··· GIVEN ENTRIES ···
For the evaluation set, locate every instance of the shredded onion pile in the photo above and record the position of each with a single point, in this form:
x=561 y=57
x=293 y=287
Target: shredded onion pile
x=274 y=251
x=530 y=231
···
** GOAL OF THE EXERCISE **
Reproduce every line of the listing above with no changes.

** TASK RESULT **
For the evaluation set, locate every instance of the shredded onion pile in the photo above and record the position of each with a single point, in this form:
x=561 y=57
x=293 y=287
Target: shredded onion pile
x=274 y=251
x=530 y=231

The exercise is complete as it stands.